**Assignment**
Transcribe exactly the line that contains "of the skin" and every line below it in the listing, through the last, and no other lines.

**Data records**
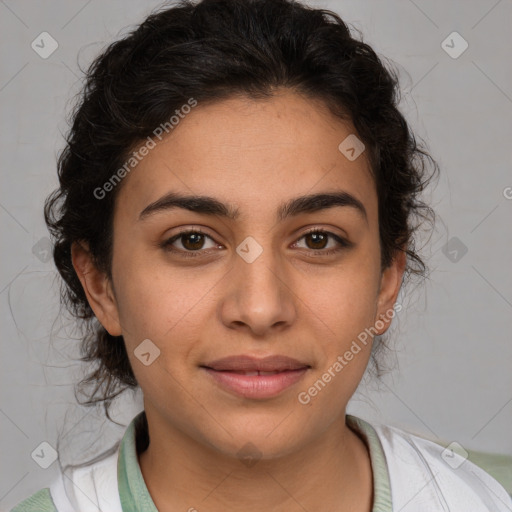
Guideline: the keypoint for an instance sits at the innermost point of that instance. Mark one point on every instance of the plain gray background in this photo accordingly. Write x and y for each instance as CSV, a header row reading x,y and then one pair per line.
x,y
453,379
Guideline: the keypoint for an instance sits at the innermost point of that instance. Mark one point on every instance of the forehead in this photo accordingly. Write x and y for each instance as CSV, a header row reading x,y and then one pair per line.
x,y
253,153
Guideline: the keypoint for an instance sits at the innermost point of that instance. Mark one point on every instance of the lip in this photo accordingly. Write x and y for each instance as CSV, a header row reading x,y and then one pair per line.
x,y
230,374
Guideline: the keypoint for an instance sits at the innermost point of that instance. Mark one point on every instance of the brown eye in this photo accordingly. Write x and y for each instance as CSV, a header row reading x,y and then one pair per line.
x,y
192,242
318,240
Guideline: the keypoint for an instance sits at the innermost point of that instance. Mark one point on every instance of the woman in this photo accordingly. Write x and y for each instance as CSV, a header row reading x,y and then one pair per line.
x,y
235,219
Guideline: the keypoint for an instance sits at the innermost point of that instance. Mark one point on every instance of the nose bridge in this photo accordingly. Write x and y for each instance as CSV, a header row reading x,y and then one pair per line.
x,y
259,265
259,296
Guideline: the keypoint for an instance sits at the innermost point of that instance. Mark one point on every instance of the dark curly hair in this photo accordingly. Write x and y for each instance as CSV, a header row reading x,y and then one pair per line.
x,y
214,50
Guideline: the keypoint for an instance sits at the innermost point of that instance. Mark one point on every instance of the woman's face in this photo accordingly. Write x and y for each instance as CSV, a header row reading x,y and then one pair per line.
x,y
254,285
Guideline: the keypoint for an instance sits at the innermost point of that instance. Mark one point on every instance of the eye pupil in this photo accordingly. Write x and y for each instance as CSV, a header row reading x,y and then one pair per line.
x,y
318,238
195,245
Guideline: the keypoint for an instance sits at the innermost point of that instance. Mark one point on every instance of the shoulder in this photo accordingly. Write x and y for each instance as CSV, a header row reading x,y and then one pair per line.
x,y
423,474
86,488
40,501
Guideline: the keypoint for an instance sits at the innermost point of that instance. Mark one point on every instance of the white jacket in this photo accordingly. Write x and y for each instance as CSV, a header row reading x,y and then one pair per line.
x,y
421,481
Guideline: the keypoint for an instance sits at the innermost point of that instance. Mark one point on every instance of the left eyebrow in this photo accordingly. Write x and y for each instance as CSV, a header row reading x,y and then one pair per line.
x,y
207,205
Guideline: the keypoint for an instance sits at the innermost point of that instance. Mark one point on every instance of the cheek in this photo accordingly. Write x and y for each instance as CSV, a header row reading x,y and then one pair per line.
x,y
158,303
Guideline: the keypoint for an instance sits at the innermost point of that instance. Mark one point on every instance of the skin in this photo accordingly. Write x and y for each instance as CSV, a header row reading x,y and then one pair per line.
x,y
291,300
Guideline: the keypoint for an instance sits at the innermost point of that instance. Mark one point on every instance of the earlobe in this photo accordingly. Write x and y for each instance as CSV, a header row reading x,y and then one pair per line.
x,y
97,288
391,282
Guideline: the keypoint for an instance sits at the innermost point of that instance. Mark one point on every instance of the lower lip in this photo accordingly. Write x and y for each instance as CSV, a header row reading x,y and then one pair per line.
x,y
257,386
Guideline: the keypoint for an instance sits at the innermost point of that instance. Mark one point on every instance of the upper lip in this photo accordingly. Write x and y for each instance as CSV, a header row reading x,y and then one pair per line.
x,y
249,363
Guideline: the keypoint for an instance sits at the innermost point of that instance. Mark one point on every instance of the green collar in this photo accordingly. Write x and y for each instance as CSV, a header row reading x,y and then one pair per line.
x,y
135,495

**Output of the exercise**
Guideline: the keypoint for an instance sits at the innermost point of that instance. Mark one point on every instance of the skin in this photo accordingly. Write x and y for each instance as CSV, a header row reading x,y and then one pair per line.
x,y
291,300
Guideline: the keypoint for an instance sits at the innermost point of that instance. Mark one point on every instance of the earlobe in this photo accordingly. Write x and y for each instance as CSV, a header row reading x,y and then one pair per line.
x,y
97,288
391,282
Guideline: the keypoint for an instance sits at the innermost point of that instance. Mark one point on every instance of the lower lip in this photo accordingly. Write x and y for each instance as CSV, a header row reading x,y and then one pair per line.
x,y
257,386
Guideline: the keypoint for an instance sits at the innermost point of that instance. Mark one point on every instance of the upper lip in this photo accordingly. Write x and y for each instance as CSV, a header row reading x,y and then one pair per line.
x,y
249,363
Guideline: the keypoint for an instance sits at the innermost point of that instance. Mark one point on every instance of the green collar in this photo accordingly. Write x and y for each instance as CSV, a header row reading x,y and then one pair per line.
x,y
135,495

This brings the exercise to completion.